There was a sharp rise in the number of daily vapers in Britain between 2020 and 2021 – particularly among men aged 25-34 – according to figures released by the Office for National Statistics (ONS). The data also suggests a significant increase in smoking in the UK, thought by many to be a result of Covid-related measures.
The percentage of respondents to a survey saying they smoked regularly rose from 6.5% in 2020 to 11.3% the following year, according to annual data issued by the ONS last month. However, this differs from another survey showing smoking rates falling from 14% in 2020 to 13.3% in 2021.
The ONS collects data on adult smoking habits using two surveys: the Annual Population Survey (APS) provides headline indicators of smokers aged 18 and over, while more detailed information on smokers and e-cigarette users aged 16 and over is collected in the Opinions and Lifestyle Survey (OPN).
The gender divide
The OPN survey shows a large jump in vaping daily e-cigarette use by men aged 25-34, from 4.6% in 2020 to 11.3% in 2021, while the percentage of men in the same age range who were occasional users fell from 4.3% to 2%.
There is still a marked gender divide, with men more likely to vape than women. However, the data shows a rise in e-cigarette use among both men and women.
The percentage of daily users was around 4.9% in 2021, up from 3.8% in 2020. The percentage of occasional users and those who merely said they had used one previously dropped slightly, to 2.8% and 6.3% respectively.
A change in survey mode did not impact data from the OPN during the pandemic, and estimates are consistent with those published previously. However, the questions about smoking habits and e-cigarette use were significantly reduced. For example, questions on frequency of use and average daily e-cigarette consumption have been temporarily discontinued.
The Irish question
In Ireland, the Healthy Ireland Survey, which took place between November 2021 and July 2022, found the use of e-cigarettes was highest among the under-25s, with 6% in that age group currently using them. Around 3% of the Irish population currently use e-cigarettes, with another 3% reporting that they have tried them in the past but no longer use them.

=====

**Required work**
Copy the part of the vaping article from "A change in" to "longer use them.", word for word.

=====

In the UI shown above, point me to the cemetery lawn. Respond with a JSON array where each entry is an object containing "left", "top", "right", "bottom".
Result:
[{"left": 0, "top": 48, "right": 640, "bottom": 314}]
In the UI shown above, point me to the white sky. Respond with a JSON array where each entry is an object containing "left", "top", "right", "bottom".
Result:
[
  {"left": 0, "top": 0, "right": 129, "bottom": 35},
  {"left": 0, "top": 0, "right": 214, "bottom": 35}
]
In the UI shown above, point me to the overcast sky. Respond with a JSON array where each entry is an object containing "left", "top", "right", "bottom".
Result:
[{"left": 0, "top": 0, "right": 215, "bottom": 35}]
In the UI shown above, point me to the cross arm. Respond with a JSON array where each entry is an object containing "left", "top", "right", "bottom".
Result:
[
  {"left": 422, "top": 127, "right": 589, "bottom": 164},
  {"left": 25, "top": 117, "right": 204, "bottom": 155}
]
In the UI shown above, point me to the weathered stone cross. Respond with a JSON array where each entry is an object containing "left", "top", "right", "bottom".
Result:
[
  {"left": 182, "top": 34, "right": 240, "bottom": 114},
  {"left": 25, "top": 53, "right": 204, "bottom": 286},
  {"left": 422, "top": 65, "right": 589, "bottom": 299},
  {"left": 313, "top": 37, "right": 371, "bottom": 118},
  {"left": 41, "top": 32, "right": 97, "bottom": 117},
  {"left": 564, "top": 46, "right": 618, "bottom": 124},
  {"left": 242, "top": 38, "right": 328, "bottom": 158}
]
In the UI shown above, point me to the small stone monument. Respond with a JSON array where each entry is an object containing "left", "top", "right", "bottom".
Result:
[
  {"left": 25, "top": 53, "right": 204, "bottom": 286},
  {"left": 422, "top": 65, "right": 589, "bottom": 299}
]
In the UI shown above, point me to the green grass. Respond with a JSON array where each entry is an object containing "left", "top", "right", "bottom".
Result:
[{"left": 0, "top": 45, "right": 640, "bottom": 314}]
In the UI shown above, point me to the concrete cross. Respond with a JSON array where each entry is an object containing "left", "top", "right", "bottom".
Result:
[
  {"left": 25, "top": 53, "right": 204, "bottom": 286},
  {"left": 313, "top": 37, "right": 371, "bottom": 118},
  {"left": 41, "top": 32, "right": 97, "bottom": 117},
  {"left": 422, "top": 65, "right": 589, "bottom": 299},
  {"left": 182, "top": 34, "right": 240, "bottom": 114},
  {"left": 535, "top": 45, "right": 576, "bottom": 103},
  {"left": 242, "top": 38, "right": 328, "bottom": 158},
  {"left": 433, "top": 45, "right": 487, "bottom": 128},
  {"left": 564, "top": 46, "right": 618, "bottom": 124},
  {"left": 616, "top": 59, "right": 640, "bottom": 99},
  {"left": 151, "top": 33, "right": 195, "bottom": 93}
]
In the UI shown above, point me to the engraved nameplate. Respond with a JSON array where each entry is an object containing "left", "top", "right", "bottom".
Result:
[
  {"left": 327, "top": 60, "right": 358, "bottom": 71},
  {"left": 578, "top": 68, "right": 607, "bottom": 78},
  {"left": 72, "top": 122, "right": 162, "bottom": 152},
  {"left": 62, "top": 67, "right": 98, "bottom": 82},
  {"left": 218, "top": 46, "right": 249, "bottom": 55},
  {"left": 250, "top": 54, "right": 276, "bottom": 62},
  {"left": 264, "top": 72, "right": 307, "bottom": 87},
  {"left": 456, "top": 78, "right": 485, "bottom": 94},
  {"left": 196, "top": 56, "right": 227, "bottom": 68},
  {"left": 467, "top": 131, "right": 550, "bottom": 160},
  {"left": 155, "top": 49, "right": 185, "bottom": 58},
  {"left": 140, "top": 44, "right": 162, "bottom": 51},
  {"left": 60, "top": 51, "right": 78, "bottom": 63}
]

=====

**Task result**
A change in survey mode did not impact data from the OPN during the pandemic, and estimates are consistent with those published previously. However, the questions about smoking habits and e-cigarette use were significantly reduced. For example, questions on frequency of use and average daily e-cigarette consumption have been temporarily discontinued.
The Irish question
In Ireland, the Healthy Ireland Survey, which took place between November 2021 and July 2022, found the use of e-cigarettes was highest among the under-25s, with 6% in that age group currently using them. Around 3% of the Irish population currently use e-cigarettes, with another 3% reporting that they have tried them in the past but no longer use them.